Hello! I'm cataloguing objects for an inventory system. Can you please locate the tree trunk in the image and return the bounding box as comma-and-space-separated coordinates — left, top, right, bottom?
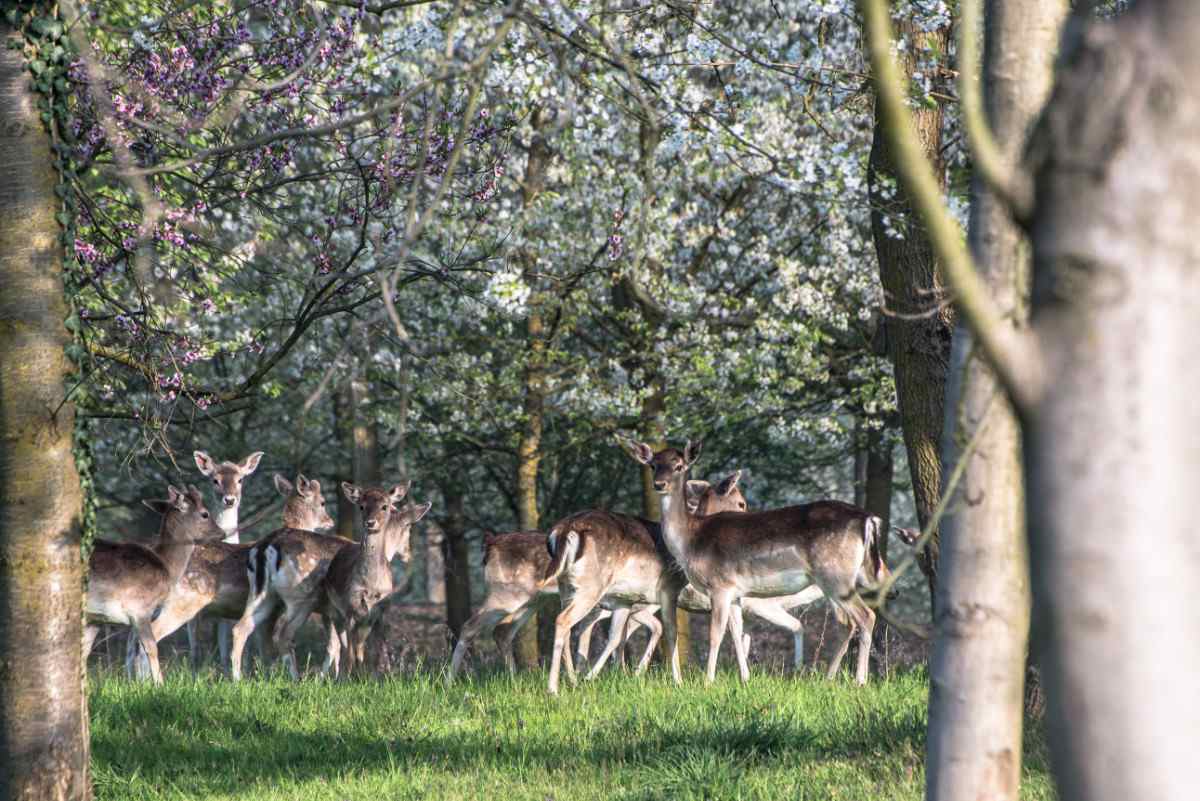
330, 381, 358, 540
1024, 0, 1200, 801
442, 489, 470, 643
866, 10, 953, 606
926, 0, 1066, 801
0, 23, 90, 801
863, 429, 894, 561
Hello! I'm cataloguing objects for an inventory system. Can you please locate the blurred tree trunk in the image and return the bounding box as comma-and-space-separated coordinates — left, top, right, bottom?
866, 9, 953, 609
926, 0, 1067, 801
515, 108, 553, 668
330, 381, 358, 540
442, 488, 470, 642
863, 428, 894, 561
0, 20, 90, 801
1024, 0, 1200, 801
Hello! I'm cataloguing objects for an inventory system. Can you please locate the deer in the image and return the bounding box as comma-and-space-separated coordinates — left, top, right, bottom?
578, 470, 821, 679
448, 481, 745, 683
319, 482, 432, 675
448, 531, 661, 683
187, 451, 263, 669
130, 474, 334, 674
617, 434, 889, 685
230, 482, 420, 681
83, 487, 224, 685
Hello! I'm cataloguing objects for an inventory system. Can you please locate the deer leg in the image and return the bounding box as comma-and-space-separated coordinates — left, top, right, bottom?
229, 592, 277, 681
626, 607, 662, 676
548, 585, 601, 695
730, 600, 750, 683
500, 603, 538, 676
580, 608, 630, 679
575, 607, 612, 663
742, 598, 804, 673
659, 586, 683, 685
705, 589, 733, 683
826, 604, 856, 679
83, 624, 100, 668
448, 607, 512, 682
846, 596, 875, 685
275, 598, 316, 681
136, 620, 162, 685
320, 618, 342, 679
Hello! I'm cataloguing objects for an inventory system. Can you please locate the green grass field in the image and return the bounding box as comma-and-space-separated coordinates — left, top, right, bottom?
90, 670, 1054, 801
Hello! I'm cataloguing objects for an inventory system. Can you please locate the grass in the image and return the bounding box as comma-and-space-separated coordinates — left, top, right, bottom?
90, 670, 1054, 801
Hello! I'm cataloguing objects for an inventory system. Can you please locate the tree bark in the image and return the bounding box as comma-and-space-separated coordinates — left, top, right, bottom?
514, 109, 553, 669
0, 20, 90, 801
442, 489, 470, 643
1024, 0, 1200, 801
925, 0, 1066, 801
330, 381, 358, 540
863, 429, 894, 561
866, 10, 953, 600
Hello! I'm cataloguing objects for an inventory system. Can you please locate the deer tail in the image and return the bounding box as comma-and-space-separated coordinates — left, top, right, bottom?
==========
수행 지시
위 자료에서 다음 문자열을 포함한 줄만 필터링하여 빠짐없이 원문 그대로 출력하시오: "trunk".

결과
Hello! I'm cataloguing objects for an inventory system. Can you please locate the tree trunk in the image and return the bounding box as comma-and-space-separated coordinates — left, top, right, bottom?
Hello! I'm cataloguing objects for an inventory system. Can you please locate the blurred tree trunk in the image and return the bounding box as comma-and-space-separated coordinates — left, top, right, bottom?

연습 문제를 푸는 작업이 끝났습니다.